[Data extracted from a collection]
--------------------
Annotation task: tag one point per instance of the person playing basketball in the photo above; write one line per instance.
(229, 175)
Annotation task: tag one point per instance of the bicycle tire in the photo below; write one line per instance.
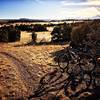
(87, 63)
(87, 78)
(98, 43)
(63, 61)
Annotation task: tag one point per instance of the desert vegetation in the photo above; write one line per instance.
(23, 64)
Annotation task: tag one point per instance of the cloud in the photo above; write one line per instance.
(88, 3)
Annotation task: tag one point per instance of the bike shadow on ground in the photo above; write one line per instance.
(87, 94)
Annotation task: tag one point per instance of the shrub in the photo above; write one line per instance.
(24, 27)
(34, 37)
(9, 34)
(61, 33)
(87, 32)
(39, 28)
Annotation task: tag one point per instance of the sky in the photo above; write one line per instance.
(49, 9)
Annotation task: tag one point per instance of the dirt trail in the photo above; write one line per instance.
(29, 78)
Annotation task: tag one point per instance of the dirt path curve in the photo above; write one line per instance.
(28, 77)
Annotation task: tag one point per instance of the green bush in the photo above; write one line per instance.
(9, 34)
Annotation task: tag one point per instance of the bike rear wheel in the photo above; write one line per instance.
(63, 61)
(87, 63)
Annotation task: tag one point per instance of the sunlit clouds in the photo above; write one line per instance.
(49, 9)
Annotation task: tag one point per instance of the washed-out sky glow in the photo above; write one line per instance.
(49, 9)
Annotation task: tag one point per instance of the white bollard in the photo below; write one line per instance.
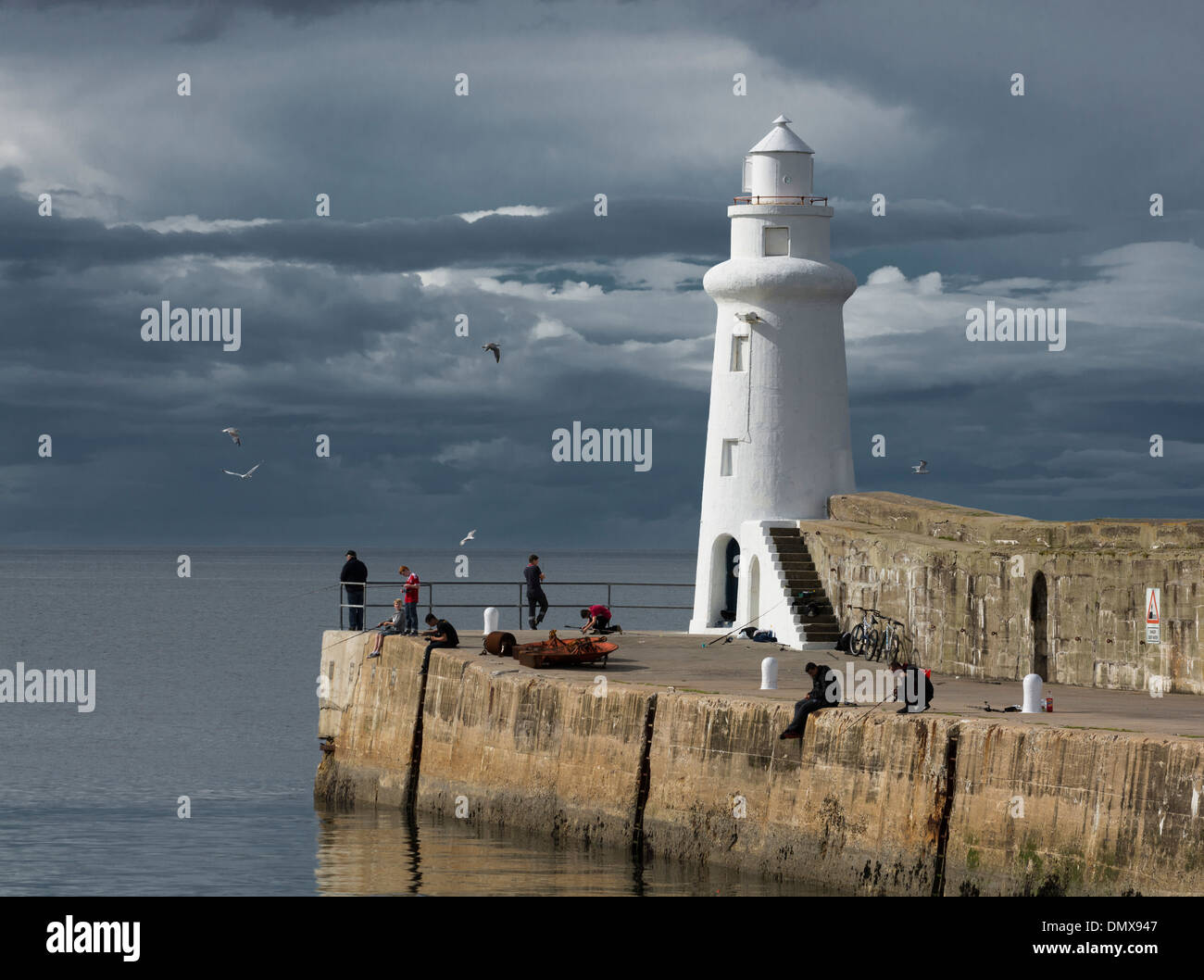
(1032, 695)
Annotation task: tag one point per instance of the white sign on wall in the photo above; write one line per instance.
(1154, 615)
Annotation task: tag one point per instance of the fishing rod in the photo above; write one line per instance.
(717, 639)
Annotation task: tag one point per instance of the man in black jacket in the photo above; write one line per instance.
(354, 571)
(825, 694)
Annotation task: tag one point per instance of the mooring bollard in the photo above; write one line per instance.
(1032, 695)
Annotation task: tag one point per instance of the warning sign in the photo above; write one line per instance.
(1152, 615)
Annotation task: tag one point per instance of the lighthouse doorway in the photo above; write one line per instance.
(1039, 614)
(731, 578)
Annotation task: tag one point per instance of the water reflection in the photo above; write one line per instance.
(392, 852)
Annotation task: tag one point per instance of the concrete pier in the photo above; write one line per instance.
(678, 754)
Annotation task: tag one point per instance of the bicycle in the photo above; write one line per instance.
(889, 641)
(863, 638)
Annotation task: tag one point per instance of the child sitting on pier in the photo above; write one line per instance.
(389, 627)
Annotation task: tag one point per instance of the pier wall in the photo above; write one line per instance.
(963, 583)
(870, 803)
(520, 750)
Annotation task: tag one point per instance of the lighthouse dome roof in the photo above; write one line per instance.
(782, 139)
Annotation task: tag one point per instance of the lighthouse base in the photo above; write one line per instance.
(765, 598)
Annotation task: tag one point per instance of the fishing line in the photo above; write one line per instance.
(717, 639)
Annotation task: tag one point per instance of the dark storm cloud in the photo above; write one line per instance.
(633, 228)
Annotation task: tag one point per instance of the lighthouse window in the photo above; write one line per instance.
(727, 464)
(739, 354)
(777, 241)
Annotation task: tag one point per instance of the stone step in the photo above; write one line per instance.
(802, 574)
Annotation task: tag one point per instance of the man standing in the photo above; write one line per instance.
(533, 575)
(410, 595)
(354, 571)
(825, 694)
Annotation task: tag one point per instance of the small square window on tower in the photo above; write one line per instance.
(727, 465)
(777, 241)
(739, 353)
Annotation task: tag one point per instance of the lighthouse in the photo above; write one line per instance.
(778, 442)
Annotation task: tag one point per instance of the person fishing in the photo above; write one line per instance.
(916, 687)
(533, 575)
(389, 627)
(825, 694)
(354, 571)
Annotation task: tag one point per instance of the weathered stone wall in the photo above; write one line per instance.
(372, 714)
(1051, 810)
(963, 582)
(856, 806)
(533, 752)
(870, 800)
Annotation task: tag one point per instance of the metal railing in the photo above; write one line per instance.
(805, 199)
(521, 606)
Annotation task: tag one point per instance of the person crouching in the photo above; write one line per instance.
(389, 627)
(825, 694)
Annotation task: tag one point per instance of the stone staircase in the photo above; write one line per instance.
(794, 563)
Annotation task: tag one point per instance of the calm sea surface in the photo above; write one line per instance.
(206, 689)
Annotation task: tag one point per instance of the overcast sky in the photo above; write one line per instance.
(348, 321)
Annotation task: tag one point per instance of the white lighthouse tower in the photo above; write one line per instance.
(778, 442)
--------------------
> _Work required_
Can you format the stretch of the listing from the line containing "Annotation task: tag one point per instance of the calm" through the end of the listing as a numbered list, leaving out any blank lines?

> _Task result_
1. Annotation task: tag one point per instance of the calm sea surface in the photo above; write one line per instance.
2. (206, 689)
3. Annotation task: tag one point per instance of the overcast sky in the photo above; write one line per instance.
4. (348, 321)
5. Annotation task: tag one point per instance of the white lighthouse tower in the photo above; write one line per instance.
6. (778, 442)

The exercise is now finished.